▶ [PROBLEM TO SOLVE]: Leave out the pictures and copy every record exactly.
· · ·
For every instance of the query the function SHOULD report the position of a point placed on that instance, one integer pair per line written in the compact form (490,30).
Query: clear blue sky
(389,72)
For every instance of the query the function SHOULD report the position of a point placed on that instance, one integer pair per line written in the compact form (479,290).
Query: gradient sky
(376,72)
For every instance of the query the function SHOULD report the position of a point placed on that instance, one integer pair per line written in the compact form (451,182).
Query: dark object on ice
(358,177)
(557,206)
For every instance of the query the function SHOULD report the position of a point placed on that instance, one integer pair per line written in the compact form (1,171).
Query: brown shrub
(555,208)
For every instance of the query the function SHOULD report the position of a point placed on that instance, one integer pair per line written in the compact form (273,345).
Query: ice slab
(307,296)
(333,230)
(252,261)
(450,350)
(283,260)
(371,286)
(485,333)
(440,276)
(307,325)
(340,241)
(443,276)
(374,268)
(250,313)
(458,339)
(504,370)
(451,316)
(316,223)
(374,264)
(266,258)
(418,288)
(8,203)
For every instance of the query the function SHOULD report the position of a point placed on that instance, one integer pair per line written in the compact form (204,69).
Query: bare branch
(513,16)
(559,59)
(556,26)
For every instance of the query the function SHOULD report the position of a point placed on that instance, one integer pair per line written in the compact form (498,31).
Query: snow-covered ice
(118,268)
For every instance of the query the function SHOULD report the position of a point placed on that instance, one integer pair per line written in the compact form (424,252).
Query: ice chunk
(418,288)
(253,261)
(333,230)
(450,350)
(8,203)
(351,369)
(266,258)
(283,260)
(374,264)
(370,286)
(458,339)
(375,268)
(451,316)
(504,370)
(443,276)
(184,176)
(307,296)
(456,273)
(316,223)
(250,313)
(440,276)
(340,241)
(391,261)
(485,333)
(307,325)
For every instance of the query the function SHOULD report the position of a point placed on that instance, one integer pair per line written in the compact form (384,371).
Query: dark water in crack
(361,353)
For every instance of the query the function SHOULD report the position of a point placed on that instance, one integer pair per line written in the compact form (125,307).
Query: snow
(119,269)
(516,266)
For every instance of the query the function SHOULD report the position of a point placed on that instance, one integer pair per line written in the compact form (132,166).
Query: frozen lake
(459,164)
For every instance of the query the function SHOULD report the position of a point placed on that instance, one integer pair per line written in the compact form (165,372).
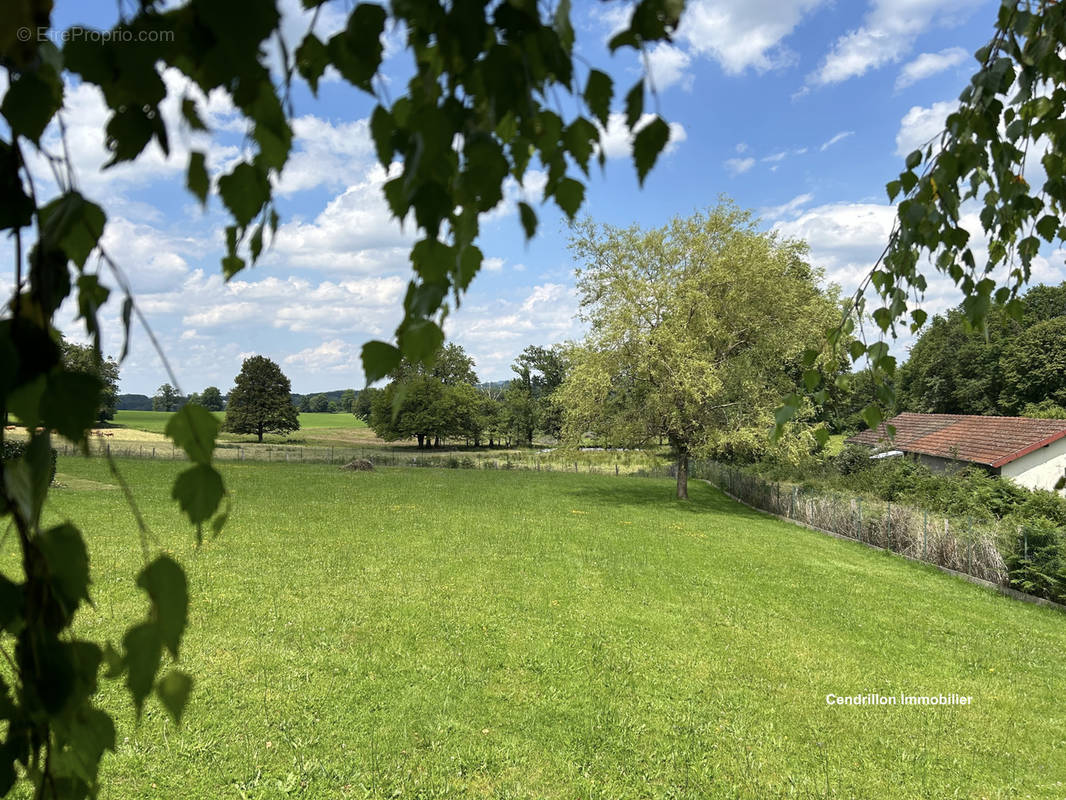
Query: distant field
(461,634)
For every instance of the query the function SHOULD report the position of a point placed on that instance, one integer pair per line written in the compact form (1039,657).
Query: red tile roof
(990,441)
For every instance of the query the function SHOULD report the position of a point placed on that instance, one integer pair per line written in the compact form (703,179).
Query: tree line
(446,403)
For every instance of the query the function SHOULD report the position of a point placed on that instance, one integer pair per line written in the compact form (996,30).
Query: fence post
(889,529)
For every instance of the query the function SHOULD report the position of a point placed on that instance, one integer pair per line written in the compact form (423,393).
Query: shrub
(13,450)
(852,459)
(1036,563)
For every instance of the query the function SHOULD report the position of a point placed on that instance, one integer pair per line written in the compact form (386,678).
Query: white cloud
(85,117)
(743,34)
(886,35)
(929,64)
(739,165)
(330,356)
(920,125)
(787,209)
(151,258)
(669,66)
(326,155)
(495,331)
(838,138)
(355,233)
(617,141)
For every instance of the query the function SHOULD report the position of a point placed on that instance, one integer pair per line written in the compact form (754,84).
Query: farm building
(1030,451)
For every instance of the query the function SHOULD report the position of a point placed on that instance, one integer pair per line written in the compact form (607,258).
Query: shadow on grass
(624,492)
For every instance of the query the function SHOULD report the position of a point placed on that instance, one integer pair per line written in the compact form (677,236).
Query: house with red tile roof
· · ·
▶ [CORRECT OUTPUT]:
For every instance of the query the function SHOULD report the position of a point placed on that instance, one integer pair per line written in the compact form (490,30).
Query: clear blue sky
(389,72)
For every instance of the query the function SHOULD report the position of a point placed on that instance, one integer pair per line written in the compact form (479,290).
Query: gradient sky
(376,72)
For every instance of the query the function SHOULD report the position of a point placed on that instance, one integer pair per line written in the compact form (451,182).
Query: dark object on ice
(358,177)
(557,206)
For every instance of the query the function SHOULD report the position of a point placed on that instance, one integer pair per line written in the compact form (1,171).
Query: brown shrub
(555,208)
For every instance of the query the function SHOULD report the position of a point placed on that instance, one integer pair per line written in the compact form (273,345).
Query: ice slab
(307,296)
(333,230)
(252,261)
(450,350)
(283,260)
(371,286)
(485,333)
(440,276)
(307,325)
(340,241)
(443,276)
(374,268)
(250,313)
(458,339)
(504,370)
(451,316)
(316,223)
(374,264)
(266,258)
(418,288)
(8,203)
For every instance of the query the function SHOULD report the position of a point placed on that instance, one integer pair per line written in the compact form (204,69).
Query: bare branch
(513,16)
(559,59)
(556,26)
For every instance of the query the function SHOULD report the position of a point placed on that instance, one integer pair per line written in the compact form (498,31).
Query: snow-covered ice
(118,268)
For every instance of the query the function SHOULD report the position of a point placed on that instance, one integer pair per line written in the compact form (424,252).
Query: ice chunk
(418,288)
(253,261)
(333,230)
(450,350)
(8,203)
(351,369)
(266,258)
(283,260)
(374,264)
(370,286)
(458,339)
(375,268)
(451,316)
(504,370)
(443,276)
(184,176)
(307,296)
(456,273)
(316,223)
(250,313)
(440,276)
(340,241)
(391,261)
(485,333)
(307,325)
For every instance of the query the function SHOULD report the position of a point placed on that instance, one integer pair per line written in the compact form (384,371).
Query: dark water in crack
(361,353)
For every instance of the query the function SHOULD report the position of a point placed on that instance, one integer pair per line written in the compact form (125,307).
Query: snow
(119,269)
(516,266)
For every instance of the query the function SHOULD report the position of a point placed on that instance, one integer pair per line written in the compact form (132,166).
Query: frozen lake
(459,164)
For every instance of the query the function SHOULD report the position of a point placed on that instance, one integer pair per line written in the compact form (165,372).
Query: distant field
(461,634)
For every instance of the query the function SHOULD report the position of a point placed on that instance, one integer pair per line written in the compact form (1039,657).
Query: red tile roof
(990,441)
For every instance of the query the function SHOULD report the position of a point placed on that instance, one integer pair per line written in the compact form (703,179).
Query: tree line
(446,403)
For every instance of the query the function SHOULD report the position of a point placed on that instance, one integer pair per line written in the compact form (996,30).
Query: fence post
(889,529)
For every instance of the query the function SHOULD report the position of a point placed on that instance, one integer pair per line written in the compact form (423,393).
Query: shrub
(13,450)
(852,459)
(1036,563)
For every instance of the query the function SHOULD report the position of a point placed on that instance, one integer pair per line written in the compact form (386,678).
Query: white cloud
(85,117)
(743,34)
(886,35)
(929,64)
(739,165)
(330,356)
(920,125)
(787,209)
(151,258)
(669,66)
(326,155)
(495,331)
(838,138)
(355,233)
(617,141)
For every instance of the query the function SHOULD report the position of a point placed on that instance, one integer pair per line written in the compact form (754,84).
Query: farm building
(1030,451)
For every instance of the query the function SHOULD report the position of a point placed on that instance, one integer pair per line written in the compact form (607,258).
Query: shadow on grass
(624,492)
For every instance of the query the function SHOULD report the position of a point placed on that instance, one integer pair per line written in the compact form (677,236).
Query: house with red tile roof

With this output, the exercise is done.